> **Task instructions**:
Retype the code review excerpt below word for word, keeping every line, symbol, and space unchanged.

> **Document passage**:
>> begin
Nit: Why *?  This makes it look a bit like get_cpu_fpsimd_context()
returns a pointer and you're saying something about dereferencing that
pointer here.

> + * is called.
> + *
> + * The double-underscore version must only be called if you know the task
> + * can't be preempted.
> + *
> + * __get_cpu_fpsimd_context() *must* be in pair with __put_cpu_fpsimd_context()
> + * get_cpu_fpsimd_context() *must* be in pair with put_cpu_fpsimd_context()

"in pair" -> "paired with"?

I'd move each of these comments to be next to the function it applies
to.

> + */
> +static void __get_cpu_fpsimd_context(void)
> +{
> +	bool busy = __this_cpu_xchg(kernel_neon_busy, true);
> +

I don't mind whether there is a blank line here or not, but please make
it consistent with __put_cpu_fpsimd_context().

> +	WARN_ON(busy);
> +}
> +
> +static void get_cpu_fpsimd_context(void)
>> end
Dataset rows showing where objects appear
>> begin
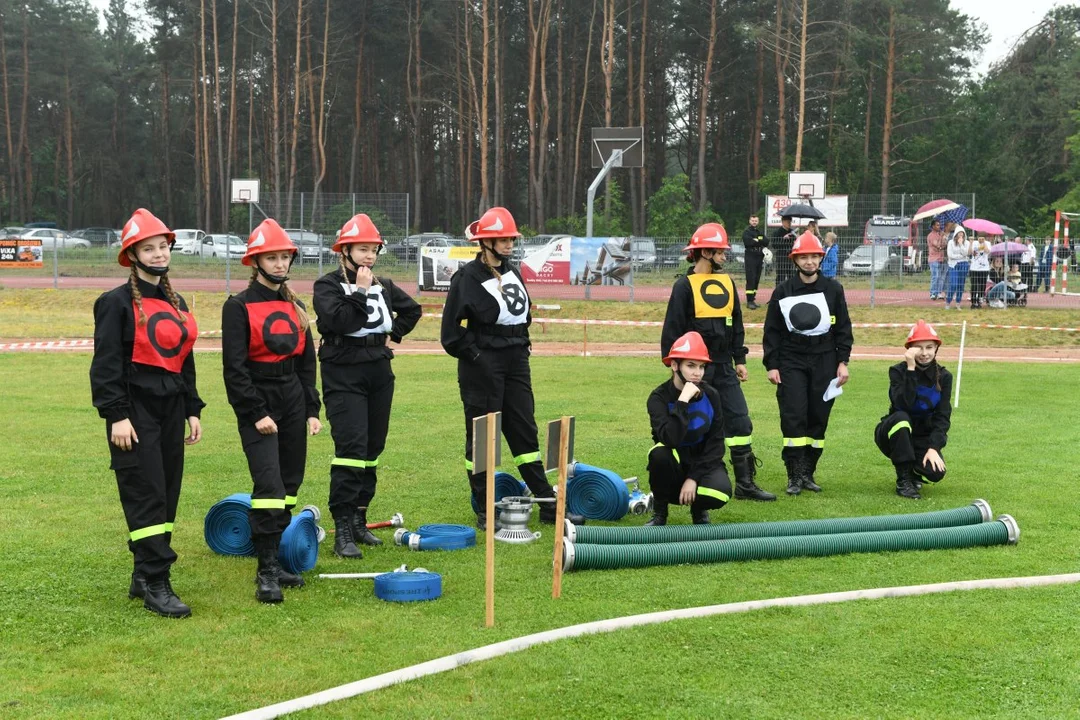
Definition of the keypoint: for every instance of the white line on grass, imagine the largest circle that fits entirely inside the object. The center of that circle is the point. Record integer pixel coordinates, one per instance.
(516, 644)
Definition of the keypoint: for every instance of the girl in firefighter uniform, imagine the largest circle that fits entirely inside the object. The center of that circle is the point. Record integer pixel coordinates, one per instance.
(493, 353)
(143, 382)
(807, 342)
(705, 300)
(686, 464)
(356, 314)
(915, 431)
(269, 364)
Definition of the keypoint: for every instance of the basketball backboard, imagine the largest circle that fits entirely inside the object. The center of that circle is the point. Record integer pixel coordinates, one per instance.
(245, 191)
(808, 186)
(631, 140)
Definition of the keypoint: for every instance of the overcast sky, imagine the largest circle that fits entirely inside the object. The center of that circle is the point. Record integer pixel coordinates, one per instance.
(1006, 19)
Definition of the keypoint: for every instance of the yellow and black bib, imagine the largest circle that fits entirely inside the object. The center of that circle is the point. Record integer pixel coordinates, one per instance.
(713, 295)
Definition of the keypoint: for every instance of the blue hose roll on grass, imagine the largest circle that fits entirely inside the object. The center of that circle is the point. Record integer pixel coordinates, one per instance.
(408, 586)
(505, 486)
(299, 543)
(226, 527)
(596, 493)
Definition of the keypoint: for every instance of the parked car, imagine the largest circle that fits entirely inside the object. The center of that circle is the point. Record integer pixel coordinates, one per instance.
(879, 259)
(103, 236)
(219, 246)
(189, 242)
(52, 239)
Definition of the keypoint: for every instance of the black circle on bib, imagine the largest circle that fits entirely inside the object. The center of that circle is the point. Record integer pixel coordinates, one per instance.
(515, 299)
(805, 316)
(280, 343)
(151, 334)
(715, 294)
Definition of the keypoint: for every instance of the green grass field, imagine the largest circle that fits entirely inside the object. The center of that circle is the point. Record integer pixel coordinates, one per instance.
(73, 646)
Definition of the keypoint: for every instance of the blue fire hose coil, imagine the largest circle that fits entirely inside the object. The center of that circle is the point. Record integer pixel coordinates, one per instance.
(596, 493)
(408, 586)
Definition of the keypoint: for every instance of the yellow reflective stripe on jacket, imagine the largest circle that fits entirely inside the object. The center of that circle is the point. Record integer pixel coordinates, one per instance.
(713, 493)
(268, 503)
(149, 531)
(899, 426)
(527, 458)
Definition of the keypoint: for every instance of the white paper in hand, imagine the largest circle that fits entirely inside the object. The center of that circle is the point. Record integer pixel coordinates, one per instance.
(834, 390)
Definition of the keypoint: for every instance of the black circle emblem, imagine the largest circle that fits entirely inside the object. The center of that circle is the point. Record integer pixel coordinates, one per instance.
(169, 340)
(280, 334)
(715, 294)
(805, 316)
(515, 299)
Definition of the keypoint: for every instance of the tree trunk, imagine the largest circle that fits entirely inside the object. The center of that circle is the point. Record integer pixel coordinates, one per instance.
(887, 128)
(703, 108)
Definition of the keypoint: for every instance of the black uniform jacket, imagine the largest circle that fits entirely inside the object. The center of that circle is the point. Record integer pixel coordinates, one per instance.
(815, 307)
(243, 395)
(916, 392)
(112, 370)
(496, 318)
(709, 304)
(754, 240)
(340, 314)
(694, 430)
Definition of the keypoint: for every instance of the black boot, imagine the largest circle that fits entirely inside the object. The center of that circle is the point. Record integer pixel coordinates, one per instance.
(343, 545)
(360, 531)
(160, 598)
(794, 479)
(137, 588)
(267, 582)
(906, 484)
(659, 515)
(744, 467)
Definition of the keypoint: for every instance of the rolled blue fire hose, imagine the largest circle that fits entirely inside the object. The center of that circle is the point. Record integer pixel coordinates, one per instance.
(228, 532)
(505, 486)
(437, 538)
(596, 493)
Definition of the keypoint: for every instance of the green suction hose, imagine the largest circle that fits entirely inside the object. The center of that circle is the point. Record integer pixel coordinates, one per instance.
(579, 556)
(973, 514)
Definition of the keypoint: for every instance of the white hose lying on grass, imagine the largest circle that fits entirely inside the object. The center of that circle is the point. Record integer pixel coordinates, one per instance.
(515, 644)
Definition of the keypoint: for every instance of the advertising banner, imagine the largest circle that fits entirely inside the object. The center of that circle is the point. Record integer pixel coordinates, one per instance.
(21, 253)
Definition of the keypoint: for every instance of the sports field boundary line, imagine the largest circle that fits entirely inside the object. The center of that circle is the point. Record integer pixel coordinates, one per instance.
(517, 644)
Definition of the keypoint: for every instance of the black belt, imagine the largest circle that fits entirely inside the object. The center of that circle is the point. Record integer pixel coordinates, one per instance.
(376, 340)
(272, 369)
(811, 340)
(501, 330)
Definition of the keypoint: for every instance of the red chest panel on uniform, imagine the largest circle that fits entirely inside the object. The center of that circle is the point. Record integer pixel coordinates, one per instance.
(164, 341)
(275, 333)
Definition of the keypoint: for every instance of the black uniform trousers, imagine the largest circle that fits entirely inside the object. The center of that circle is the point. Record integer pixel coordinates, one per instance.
(358, 399)
(894, 439)
(670, 467)
(148, 477)
(804, 415)
(500, 380)
(277, 461)
(738, 426)
(755, 260)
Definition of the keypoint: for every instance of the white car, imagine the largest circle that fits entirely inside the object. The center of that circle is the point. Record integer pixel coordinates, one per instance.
(52, 239)
(189, 242)
(219, 246)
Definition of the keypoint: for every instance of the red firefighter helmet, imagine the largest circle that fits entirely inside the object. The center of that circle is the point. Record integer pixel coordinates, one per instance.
(710, 235)
(807, 244)
(143, 225)
(360, 229)
(922, 330)
(688, 347)
(496, 222)
(268, 238)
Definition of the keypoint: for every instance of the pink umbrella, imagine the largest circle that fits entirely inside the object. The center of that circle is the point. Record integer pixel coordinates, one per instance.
(983, 226)
(934, 207)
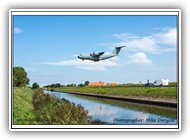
>> end
> **Task answer**:
Nit: Why *?  This makes it look a bit like get_cpu_fpsimd_context()
returns a pointer and you're saying something about dereferencing that
pointer here.

> + * is called.
> + *
> + * The double-underscore version must only be called if you know the task
> + * can't be preempted.
> + *
> + * __get_cpu_fpsimd_context() *must* be in pair with __put_cpu_fpsimd_context()
> + * get_cpu_fpsimd_context() *must* be in pair with put_cpu_fpsimd_context()

"in pair" -> "paired with"?

I'd move each of these comments to be next to the function it applies
to.

> + */
> +static void __get_cpu_fpsimd_context(void)
> +{
> +	bool busy = __this_cpu_xchg(kernel_neon_busy, true);
> +

I don't mind whether there is a blank line here or not, but please make
it consistent with __put_cpu_fpsimd_context().

> +	WARN_ON(busy);
> +}
> +
> +static void get_cpu_fpsimd_context(void)